» Document excerpt:
-- Begin --

MAINT: Remove python <2.7,<3.3 string/unicode workarounds #8832

eric-wieser · 2017-03-25T10:14:18Z

This transforms strings to use the u and b prefixes for unicode and bytes:

asbytes('hello') → b'hello'
asbytes_nested(['a', 'b']) → [b'a', b'b']
asunicode('hello') → u'hello'
unicode('hello') → u'hello'
sixu('hello') → u'hello'

This is fine because b is supported on 2.7 and 3.x, and u is supported on 2.x and 3.3+. Our minimum versions are now 2.7 and 3.4?

What we can't do is transform asbytes("tests %d" % num), because %-formatting
fails on bytes in python 3.x < 3.5.

As a result, ~~asunicode and~~ sixu are now not used anywhere.

Since we only need to support python 2, we can remove any case where we just pass a single string literal and use the b prefix instead. What we can't do is transform asbytes("tests %d" % num), because %-formatting fails on bytes in python 3.x < 3.5.

u prefixes are supported in Python 2.7 and 3.3+

juliantaylor · 2017-03-25T13:46:52Z

thanks, nice cleanup
though seeing this used so often just reminds me of the poor state our io functions are in...

eric-wieser · 2017-03-25T14:00:08Z

though seeing this used so often just reminds me of the poor state our io functions are in

Tell me about it. Perhaps now that we don't use these conversion/hack functions much in testing, they can give a deprecation warning on python 3?

eric-wieser · 2017-03-25T14:00:42Z

Also, is removing functions from numpy.compat ok, or is that public api?

juliantaylor · 2017-03-25T14:12:13Z

technically public api, we could slap deprecation warnings on them but I don't think its worth the effort.

eric-wieser · 2017-04-10T12:49:34Z

Hmmm... This had a big performance hit on bench_core.CountNonzero.time_count_nonzero(1, 1000000, <type 'str'>), which is a little surprising.

Especially since none of the things this touches should have any effect on the behaviour of count_nonzero...

eric-wieser · 2017-04-10T13:02:13Z

Ah, that regression is clearly from 9791f20, and is due to a deliberate benchmark change.

-- End --

» Set task 1: Translate this sentence from the pull request thread into Spanish: "Ah, that regression is clearly from 9791f20, and is due to a deliberate benchmark change."

(Data extracted from a collection)

-- Begin --

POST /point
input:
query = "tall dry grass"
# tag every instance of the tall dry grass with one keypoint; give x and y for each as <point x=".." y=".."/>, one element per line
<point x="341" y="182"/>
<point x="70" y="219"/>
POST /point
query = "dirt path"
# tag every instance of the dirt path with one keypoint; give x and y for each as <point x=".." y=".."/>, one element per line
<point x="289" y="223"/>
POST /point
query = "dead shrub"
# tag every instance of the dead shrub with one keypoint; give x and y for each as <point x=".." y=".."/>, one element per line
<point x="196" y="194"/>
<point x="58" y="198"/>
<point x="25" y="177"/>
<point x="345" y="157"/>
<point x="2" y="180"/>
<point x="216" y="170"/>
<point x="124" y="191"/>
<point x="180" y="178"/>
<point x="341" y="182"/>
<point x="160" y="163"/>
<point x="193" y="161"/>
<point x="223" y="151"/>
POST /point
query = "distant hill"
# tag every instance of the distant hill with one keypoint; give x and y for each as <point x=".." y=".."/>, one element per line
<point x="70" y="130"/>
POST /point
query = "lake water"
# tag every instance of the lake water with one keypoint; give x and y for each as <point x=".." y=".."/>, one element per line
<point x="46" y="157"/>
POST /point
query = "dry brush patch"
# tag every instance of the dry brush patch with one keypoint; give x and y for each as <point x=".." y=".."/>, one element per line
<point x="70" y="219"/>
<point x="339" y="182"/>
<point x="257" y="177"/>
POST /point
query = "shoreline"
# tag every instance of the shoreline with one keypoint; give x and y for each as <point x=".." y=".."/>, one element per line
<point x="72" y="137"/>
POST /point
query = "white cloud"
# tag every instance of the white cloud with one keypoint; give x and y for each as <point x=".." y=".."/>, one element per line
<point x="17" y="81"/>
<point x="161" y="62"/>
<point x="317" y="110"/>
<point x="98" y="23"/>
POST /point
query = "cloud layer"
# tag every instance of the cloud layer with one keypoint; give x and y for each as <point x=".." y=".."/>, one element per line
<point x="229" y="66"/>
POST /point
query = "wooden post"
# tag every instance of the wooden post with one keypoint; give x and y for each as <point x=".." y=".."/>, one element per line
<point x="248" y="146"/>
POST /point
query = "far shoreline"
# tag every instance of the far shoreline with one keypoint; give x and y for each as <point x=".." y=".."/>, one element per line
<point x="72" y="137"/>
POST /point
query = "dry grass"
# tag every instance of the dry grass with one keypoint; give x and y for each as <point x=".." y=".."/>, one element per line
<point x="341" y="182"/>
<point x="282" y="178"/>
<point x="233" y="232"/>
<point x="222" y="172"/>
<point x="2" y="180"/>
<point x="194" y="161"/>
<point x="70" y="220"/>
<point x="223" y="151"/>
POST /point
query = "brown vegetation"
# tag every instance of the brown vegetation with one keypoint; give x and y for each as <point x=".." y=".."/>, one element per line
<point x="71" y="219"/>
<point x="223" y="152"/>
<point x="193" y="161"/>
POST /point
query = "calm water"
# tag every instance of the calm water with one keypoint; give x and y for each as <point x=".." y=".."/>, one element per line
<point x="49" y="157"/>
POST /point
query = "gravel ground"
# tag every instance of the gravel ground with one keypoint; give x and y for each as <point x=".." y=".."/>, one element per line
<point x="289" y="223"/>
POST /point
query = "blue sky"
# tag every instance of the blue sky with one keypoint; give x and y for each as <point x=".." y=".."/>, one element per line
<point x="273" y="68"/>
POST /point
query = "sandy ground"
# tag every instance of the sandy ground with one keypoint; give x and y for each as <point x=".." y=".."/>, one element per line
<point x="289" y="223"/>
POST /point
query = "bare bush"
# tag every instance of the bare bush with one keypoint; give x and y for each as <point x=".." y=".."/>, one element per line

-- End --

» Set task 2: Collect every line of the records above that contains the string "distant". Case counts.

» Problem solution 1: Ah, esa regresión claramente proviene de 9791f20 y se debe a un cambio deliberado en el benchmark.

» Problem solution 2:
query = "distant hill"
# tag every instance of the distant hill with one keypoint; give x and y for each as <point x=".." y=".."/>, one element per line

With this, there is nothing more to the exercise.